> THE REQUEST
In the forum post below, what value does the code assign to the Strike field of host_par[0]?

In Emulator and Device different results

Dec 28, 2011 at 6:46 AM

Hi. I'm trying to use CUDAfy.net. Here is my code:

using System;
using System.Collections.Generic;
using System.Linq;
using System.Text;
using Cudafy;
using Cudafy.Host;
using Cudafy.Translator;

namespace CudafyTest
{
    class Program
    {
        private static GPGPU _gpu;
        
        static void Main(string[] args)
        {
            CudafyModule km = CudafyTranslator.Cudafy(typeof(ParamsStruct), typeof(ImpliedVolatile));

            _gpu = CudafyHost.GetDevice(eGPUType.Emulator);
            _gpu.LoadModule(km);

            ParamsStruct[] host_par = new ParamsStruct[1];
            ParamsStruct[] result = new ParamsStruct[1];
            host_par[0].OP = 96.95;
            host_par[0].Price = 1332.24;
            host_par[0].Strike = 1235;
            host_par[0].TD = 31;
            host_par[0].R = 0.0001355;
            host_par[0].Q = 0.0166;
            host_par[0].N = 1000;
            host_par[0].kind = 1;

            ParamsStruct[] dev_par = _gpu.CopyToDevice(host_par);
            float[] PA = _gpu.Allocate<float>(1001);
            _gpu.Launch(1,1, "impliedVolatile", dev_par, PA);

            _gpu.CopyFromDevice(dev_par, result);

            Console.WriteLine("I={0}, B={1}", result[0].i, result[0].B);           
            Console.ReadKey();
        }

    }

    [Cudafy]
    public struct ParamsStruct
    {
        //public double[] PA;
        public double OP;
        public double Price;
        public double Strike;
        public double TD;
        public double R;
        public double Q;
        public int N;
        public int i;
        public double B;
        public int kind;
    }        


    public class ImpliedVolatile
    {
        [Cudafy]
        public static double FCRR(float[] PA, int N, double S, double X, double sigma, double R, double Q, double delta, int kind)

> DATASET RECORDS
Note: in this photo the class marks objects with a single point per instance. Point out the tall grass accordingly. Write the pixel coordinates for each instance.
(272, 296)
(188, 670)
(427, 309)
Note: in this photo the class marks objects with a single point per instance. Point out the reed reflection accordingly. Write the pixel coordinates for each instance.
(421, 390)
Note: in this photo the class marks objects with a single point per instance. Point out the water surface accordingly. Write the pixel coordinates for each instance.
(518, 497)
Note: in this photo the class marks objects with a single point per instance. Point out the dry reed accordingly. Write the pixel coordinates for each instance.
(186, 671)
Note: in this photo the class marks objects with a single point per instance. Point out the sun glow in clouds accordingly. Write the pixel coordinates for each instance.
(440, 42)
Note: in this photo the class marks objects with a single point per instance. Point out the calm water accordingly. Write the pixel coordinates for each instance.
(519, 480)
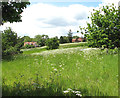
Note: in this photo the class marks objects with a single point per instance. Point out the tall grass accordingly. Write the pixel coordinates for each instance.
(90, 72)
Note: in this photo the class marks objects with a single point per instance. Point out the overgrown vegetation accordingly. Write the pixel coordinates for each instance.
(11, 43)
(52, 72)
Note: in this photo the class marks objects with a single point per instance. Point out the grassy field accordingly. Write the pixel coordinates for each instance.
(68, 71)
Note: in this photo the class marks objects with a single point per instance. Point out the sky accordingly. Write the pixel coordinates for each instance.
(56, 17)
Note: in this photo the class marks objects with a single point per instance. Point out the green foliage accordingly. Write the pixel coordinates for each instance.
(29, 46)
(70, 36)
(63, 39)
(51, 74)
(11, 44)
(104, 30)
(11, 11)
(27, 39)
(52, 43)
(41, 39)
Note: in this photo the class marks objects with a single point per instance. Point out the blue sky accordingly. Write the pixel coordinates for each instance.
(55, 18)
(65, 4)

==

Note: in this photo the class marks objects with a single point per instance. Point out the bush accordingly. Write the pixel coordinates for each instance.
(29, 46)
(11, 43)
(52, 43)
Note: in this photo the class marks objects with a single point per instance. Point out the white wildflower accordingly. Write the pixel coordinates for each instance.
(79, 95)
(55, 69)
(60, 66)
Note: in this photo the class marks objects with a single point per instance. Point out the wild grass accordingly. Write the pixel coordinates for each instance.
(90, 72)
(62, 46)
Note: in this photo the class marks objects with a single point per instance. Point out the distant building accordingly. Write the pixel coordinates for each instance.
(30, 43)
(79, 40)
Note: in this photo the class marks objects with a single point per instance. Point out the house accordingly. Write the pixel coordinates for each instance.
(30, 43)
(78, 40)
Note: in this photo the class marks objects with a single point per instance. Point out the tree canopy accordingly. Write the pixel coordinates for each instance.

> RESPONSE FOR THIS EXERCISE
1235